• **Directions**:
- A) Quote the CUDA block-size question word for word, between "The gpu kernel" and "64>>>(n, a, dx, dy)", inclusive.
- B) Extend the CUDA block-size question beyond its final line.

--- start Excerpt to read ---

Why my cuda program became slower after using 128 threads on blocks?

Question

I have a simple cuda application with the following code:

#include <stdio.h>
#include <sys/time.h>
#include <stdint.h>
__global__
void daxpy(int n, int a, int *x, int *y) {
  int i = blockIdx.x*blockDim.x + threadIdx.x;
  y[i] = x[i];
  int j;
  for(j = 0; j < 1024*10000; ++j) {
     y[i] += j%10;
  }
}
// debug time
void calc_time(struct timeval *start, const char *msg) {
   struct timeval end;
   gettimeofday(&end, NULL);
   uint64_t us = end.tv_sec * 1000000 + end.tv_usec - (start->tv_sec * 1000000 + start->tv_usec);
   printf("%s cost us = %llu\n", msg, us);
   memcpy(start, &end, sizeof(struct timeval));
}
void do_test() {
   unsigned long n = 1536;
   int *x, *y, a, *dx, *dy;
   a = 2.0;
   x = (int*)malloc(sizeof(int)*n);
   y = (int*)malloc(sizeof(int)*n);
   for(i = 0; i < n; ++i) {
      x[i] = i;
   }

   cudaMalloc((void**)&dx, n*sizeof(int));
   cudaMalloc((void**)&dy, n*sizeof(int));
   struct timeval start;
   gettimeofday(&start, NULL);
   cudaMemcpy(dx, x, n*sizeof(int), cudaMemcpyHostToDevice);

   daxpy<<<1, 512>>>(n, a, dx, dy); // this line 
   cudaThreadSynchronize();
   cudaMemcpy(y, dy, n*sizeof(int), cudaMemcpyDeviceToHost);
   calc_time(&start, "do_test ");
   cudaFree(dx);
   cudaFree(dy);
   free(x);
   free(y);
}
int main() {
   do_test();
   return 0;
}

The gpu kernel call is daxpy<<<1, 512>>>(n, a, dx, dy) and I performed some tests using different block sizes:

daxpy<<<1, 32>>>(n, a, dx, dy)
daxpy<<<1, 64>>>(n, a, dx, dy)
daxpy<<<1, 128>>>(n, a, dx, dy)

--- end Excerpt to read ---
--- start Data ---

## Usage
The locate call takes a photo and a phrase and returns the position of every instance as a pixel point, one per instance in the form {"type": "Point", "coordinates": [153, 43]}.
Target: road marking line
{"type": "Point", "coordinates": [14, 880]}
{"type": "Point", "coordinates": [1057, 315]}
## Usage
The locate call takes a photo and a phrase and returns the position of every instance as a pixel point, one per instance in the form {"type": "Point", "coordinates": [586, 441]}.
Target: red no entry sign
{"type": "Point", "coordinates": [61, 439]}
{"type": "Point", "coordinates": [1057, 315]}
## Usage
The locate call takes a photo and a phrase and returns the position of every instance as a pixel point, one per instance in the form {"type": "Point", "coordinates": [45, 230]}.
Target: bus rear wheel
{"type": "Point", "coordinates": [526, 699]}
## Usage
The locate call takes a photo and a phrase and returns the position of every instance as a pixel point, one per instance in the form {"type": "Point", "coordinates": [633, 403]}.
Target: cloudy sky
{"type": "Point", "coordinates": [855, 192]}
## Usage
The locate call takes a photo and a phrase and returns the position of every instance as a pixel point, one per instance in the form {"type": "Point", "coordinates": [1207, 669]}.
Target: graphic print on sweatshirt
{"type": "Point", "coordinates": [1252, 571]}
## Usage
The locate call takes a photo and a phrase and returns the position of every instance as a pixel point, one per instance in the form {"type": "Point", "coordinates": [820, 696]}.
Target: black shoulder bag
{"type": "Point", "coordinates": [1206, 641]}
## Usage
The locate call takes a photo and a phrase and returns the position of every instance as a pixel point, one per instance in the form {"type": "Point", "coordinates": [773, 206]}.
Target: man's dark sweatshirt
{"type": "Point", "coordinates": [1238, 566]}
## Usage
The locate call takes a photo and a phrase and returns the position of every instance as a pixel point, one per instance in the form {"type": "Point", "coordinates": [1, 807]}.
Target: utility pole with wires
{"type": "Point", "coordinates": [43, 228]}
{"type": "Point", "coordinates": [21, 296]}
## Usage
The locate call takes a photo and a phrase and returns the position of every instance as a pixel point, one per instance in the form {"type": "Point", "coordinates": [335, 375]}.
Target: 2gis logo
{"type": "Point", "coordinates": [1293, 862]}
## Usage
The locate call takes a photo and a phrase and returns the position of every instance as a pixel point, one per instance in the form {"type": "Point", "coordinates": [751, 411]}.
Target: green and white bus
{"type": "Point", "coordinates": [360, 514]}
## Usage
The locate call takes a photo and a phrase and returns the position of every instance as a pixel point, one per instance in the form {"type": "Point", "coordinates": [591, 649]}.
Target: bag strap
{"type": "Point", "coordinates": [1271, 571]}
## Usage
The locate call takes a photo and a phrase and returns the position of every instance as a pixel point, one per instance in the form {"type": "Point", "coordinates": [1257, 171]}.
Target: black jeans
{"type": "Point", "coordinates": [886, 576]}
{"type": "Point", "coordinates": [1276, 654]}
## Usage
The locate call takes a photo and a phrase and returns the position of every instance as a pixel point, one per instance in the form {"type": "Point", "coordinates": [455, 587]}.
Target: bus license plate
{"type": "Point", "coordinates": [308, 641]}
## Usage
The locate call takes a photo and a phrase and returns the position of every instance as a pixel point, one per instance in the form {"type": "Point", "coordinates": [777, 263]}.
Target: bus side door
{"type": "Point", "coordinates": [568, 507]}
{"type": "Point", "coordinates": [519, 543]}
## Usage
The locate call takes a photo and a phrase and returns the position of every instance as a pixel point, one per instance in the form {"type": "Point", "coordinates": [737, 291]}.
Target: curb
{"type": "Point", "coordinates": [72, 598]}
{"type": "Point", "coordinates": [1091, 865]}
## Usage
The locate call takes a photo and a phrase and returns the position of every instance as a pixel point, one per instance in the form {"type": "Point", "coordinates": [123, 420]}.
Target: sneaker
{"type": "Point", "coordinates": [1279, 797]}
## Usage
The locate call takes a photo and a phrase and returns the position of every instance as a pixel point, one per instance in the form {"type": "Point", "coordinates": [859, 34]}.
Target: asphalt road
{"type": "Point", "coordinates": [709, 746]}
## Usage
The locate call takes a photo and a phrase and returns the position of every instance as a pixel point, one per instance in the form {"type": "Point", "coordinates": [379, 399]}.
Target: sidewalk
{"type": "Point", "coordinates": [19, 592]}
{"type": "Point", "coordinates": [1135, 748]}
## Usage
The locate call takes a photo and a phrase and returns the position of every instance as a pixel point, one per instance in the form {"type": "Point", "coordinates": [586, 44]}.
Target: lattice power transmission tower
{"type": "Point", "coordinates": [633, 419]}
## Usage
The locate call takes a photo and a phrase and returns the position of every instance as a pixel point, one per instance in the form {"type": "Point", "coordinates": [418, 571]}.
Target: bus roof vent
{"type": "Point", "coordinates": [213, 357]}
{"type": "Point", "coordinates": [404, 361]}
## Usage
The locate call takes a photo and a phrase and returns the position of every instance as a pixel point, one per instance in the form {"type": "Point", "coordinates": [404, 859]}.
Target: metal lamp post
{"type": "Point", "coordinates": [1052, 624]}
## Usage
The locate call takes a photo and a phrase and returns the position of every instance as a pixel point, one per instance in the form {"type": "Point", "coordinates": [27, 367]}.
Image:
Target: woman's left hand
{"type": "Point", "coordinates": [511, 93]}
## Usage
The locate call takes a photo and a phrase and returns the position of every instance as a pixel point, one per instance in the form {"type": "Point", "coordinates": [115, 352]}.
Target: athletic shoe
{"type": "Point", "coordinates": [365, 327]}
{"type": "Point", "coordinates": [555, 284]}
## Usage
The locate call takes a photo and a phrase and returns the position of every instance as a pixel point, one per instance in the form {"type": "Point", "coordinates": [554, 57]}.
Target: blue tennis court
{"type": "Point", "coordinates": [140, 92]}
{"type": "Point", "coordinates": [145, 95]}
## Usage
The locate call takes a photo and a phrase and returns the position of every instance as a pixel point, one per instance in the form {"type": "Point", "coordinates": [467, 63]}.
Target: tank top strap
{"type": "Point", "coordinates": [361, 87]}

--- end Data ---

• **Task answers**:
- A)
The gpu kernel call is daxpy<<<1, 512>>>(n, a, dx, dy) and I performed some tests using different block sizes:

daxpy<<<1, 32>>>(n, a, dx, dy)
daxpy<<<1, 64>>>(n, a, dx, dy)

- B)
daxpy<<<1, 129>>>(n, a, dx, dy)
daxpy<<<1, 512>>>(n, a, dx, dy)

... and made the following observations:

Execution time is the same for 32, 64, and 128 block sizes,
Execution time differs for block sizes 128 and 129, in particular:
- For 128 the execution time is 280ms,
- For 129 the execution time is 386ms.

I would like to ask what is causing the difference in execution time for block sizes 128 and 129.

My GPU is tesla K80:

CUDA Driver Version / Runtime Version          6.5 / 6.5
CUDA Capability Major/Minor version number:    3.7
Total amount of global memory:                 11520 MBytes (12079136768 bytes)
(13) Multiprocessors, (192) CUDA Cores/MP:     2496 CUDA Cores
GPU Clock rate:                                824 MHz (0.82 GHz)
Memory Clock rate:                             2505 Mhz
Memory Bus Width:                              384-bit
L2 Cache Size:                                 1572864 bytes
Maximum Texture Dimension Size (x,y,z)         1D=(65536), 2D=(65536, 65536), 3D=(4096, 4096, 4096)
Maximum Layered 1D Texture Size, (num) layers  1D=(16384), 2048 layers
Maximum Layered 2D Texture Size, (num) layers  2D=(16384, 16384), 2048 layers
Total amount of constant memory:               65536 bytes
Total amount of shared memory per block:       49152 bytes
Total number of registers available per block: 65536
Warp size:                                     32
Maximum number of threads per multiprocessor:  2048
Maximum number of threads per block:           1024
Max dimension size of a thread block (x,y,z): (1024, 1024, 64)
Max dimension size of a grid size    (x,y,z): (2147483647, 65535, 65535)
Maximum memory pitch:                          2147483647 bytes
Texture alignment:                             512 bytes
Concurrent copy and kernel execution:          Yes with 2 copy engine(s)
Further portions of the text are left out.